BEGIN Records for processing

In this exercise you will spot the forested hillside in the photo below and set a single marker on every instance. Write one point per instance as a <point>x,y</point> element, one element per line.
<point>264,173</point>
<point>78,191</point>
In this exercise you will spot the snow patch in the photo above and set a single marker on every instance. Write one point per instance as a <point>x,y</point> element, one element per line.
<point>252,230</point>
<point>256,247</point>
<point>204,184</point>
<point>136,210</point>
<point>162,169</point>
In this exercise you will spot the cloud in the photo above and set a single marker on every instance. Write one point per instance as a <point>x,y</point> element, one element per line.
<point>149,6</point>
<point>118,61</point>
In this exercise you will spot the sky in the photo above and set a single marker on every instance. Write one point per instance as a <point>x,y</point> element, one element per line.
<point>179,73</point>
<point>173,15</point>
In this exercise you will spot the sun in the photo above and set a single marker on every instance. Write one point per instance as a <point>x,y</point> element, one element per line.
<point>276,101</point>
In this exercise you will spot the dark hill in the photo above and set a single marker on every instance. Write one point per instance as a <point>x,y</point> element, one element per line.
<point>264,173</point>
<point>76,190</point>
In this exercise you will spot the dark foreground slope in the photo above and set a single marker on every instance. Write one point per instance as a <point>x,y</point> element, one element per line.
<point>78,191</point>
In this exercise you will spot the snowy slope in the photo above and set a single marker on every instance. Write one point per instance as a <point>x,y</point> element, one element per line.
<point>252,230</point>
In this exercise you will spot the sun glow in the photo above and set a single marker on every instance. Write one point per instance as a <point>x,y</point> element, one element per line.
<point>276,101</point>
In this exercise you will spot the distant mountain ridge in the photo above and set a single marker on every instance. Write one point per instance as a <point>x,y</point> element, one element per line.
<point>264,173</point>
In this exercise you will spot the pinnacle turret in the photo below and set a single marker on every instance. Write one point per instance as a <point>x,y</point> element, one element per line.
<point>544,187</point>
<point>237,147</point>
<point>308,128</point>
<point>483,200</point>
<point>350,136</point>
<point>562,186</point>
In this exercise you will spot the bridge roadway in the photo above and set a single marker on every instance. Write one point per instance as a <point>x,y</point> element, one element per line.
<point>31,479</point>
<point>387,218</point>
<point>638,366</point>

END Records for processing

• [Instructions for the task]
Transcribe all the entries, keeping each one exactly as it is.

• [Completed exercise]
In this exercise you will spot the forested hillside in the photo below and set a single marker on every instance. Write one point per instance as a <point>x,y</point> element, one element per line.
<point>264,173</point>
<point>78,191</point>
In this exercise you will spot the snow patch in the photo above and set a single marker on every instance. Write one point per instance as a <point>x,y</point> element, one element per line.
<point>252,230</point>
<point>256,247</point>
<point>204,184</point>
<point>136,210</point>
<point>162,169</point>
In this exercise you will spot the cloud in the photo above and set a single marker on every instance. Write one point per instance as a <point>x,y</point> element, one element per line.
<point>149,6</point>
<point>118,61</point>
In this exercise you will spot the sky in the photo above and set a single marker on every instance. Write one point per instance as a <point>x,y</point> element, one element per line.
<point>179,73</point>
<point>173,15</point>
In this exercise you will spot the sun in the photo above and set a single marker on every instance. Write one point per instance as a <point>x,y</point> element, one element per line.
<point>276,101</point>
In this exercise you will spot the dark hill in the photo above and set a single marker on every instance. Write one point per instance as a <point>x,y</point> element, one element per line.
<point>264,173</point>
<point>76,190</point>
In this exercise you will spot the dark foreground slope in the photo above and set a single marker on every instance. Write one point per instance as a <point>x,y</point> element, one element per line.
<point>78,191</point>
In this exercise you will spot the snowy slope in the photo above and set a single marker on every instance. Write one point per instance as a <point>x,y</point> element, one element per line.
<point>252,230</point>
In this exercise you will spot the sun glow in the photo above and set a single marker on every instance. Write one point per instance as a <point>x,y</point> element, one element per line.
<point>276,101</point>
In this exercise you will spot the distant mountain ridge in the photo above and set a single marker on every instance. Write one point per instance as a <point>x,y</point> element, one element per line.
<point>264,173</point>
In this exercise you will spot the pinnacle turret in the photo below and set a single marker on every instance. Write one point per instance as a <point>x,y</point> element, one element per line.
<point>544,187</point>
<point>237,147</point>
<point>308,128</point>
<point>483,200</point>
<point>350,136</point>
<point>562,186</point>
In this exercise you will spot the bridge roadway in the photo above and set a single marker on every instance. Write one point per instance as a <point>x,y</point> element, one element per line.
<point>31,479</point>
<point>387,218</point>
<point>638,366</point>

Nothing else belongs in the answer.